AIM OF THE TASK → Only those lines running from the line that contains "of the floor" through the end of the material are to be written out, each exactly as shown.

Collection entries →
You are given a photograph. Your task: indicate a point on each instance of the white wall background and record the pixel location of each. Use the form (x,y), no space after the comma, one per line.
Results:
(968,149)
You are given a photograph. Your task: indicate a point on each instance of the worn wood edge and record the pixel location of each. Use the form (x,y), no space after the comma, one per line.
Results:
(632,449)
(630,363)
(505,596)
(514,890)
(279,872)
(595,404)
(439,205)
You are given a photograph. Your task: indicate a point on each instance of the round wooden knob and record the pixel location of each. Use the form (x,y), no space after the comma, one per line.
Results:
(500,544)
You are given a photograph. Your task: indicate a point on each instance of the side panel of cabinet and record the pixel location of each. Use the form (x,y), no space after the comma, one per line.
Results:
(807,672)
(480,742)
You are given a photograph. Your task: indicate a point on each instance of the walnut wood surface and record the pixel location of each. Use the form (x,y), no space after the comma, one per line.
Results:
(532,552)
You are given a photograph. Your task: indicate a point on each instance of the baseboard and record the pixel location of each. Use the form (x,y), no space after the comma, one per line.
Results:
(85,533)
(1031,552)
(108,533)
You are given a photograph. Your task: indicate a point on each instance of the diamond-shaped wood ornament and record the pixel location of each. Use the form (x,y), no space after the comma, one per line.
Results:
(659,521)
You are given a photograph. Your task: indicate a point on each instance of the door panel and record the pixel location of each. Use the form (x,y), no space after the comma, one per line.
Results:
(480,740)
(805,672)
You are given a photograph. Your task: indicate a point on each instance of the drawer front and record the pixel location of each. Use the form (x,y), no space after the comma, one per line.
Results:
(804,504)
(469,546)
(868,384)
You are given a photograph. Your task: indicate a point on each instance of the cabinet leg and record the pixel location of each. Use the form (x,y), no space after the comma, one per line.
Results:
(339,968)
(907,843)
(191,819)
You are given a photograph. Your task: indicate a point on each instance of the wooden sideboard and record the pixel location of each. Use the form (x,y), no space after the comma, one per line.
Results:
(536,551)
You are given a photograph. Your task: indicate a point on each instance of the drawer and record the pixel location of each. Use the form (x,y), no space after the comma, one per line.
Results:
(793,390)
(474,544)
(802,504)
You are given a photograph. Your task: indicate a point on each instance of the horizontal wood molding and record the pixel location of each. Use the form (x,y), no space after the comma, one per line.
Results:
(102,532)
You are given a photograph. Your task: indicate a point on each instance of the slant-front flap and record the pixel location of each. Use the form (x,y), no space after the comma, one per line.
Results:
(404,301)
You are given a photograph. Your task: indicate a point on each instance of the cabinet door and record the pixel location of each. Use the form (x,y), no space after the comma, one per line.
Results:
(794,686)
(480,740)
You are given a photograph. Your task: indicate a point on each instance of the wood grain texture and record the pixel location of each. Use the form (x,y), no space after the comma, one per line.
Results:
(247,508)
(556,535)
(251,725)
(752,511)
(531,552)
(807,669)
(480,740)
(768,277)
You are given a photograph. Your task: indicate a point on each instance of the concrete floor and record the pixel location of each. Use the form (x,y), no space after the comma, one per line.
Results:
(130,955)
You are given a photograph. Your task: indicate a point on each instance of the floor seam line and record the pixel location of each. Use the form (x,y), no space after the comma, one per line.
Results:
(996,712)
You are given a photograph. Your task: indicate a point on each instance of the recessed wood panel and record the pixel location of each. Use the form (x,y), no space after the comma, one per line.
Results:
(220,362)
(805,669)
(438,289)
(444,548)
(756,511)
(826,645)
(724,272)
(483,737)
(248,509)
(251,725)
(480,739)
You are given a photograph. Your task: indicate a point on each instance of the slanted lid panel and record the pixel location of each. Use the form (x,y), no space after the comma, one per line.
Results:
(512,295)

IN RESPONSE →
You are given a photograph. Your task: indicate a point on each instance of the floor seam line and record the pixel location of each. Use the form (x,y), no space after the comma, one per line.
Results:
(996,712)
You are given a photograph. Your task: indicate a point on each instance of the recessed wood panel and record the pixel location of each. Use the form (x,y), no space after the comma, one per line.
Results:
(220,362)
(805,669)
(438,289)
(444,548)
(756,511)
(826,645)
(724,272)
(483,737)
(248,509)
(251,725)
(480,739)
You are given a photograph. Your task: indicate a point on each instance of the slanted lid panel and record the pixel location of each. Use the form (x,y), no space after the comma, one per line.
Results:
(512,295)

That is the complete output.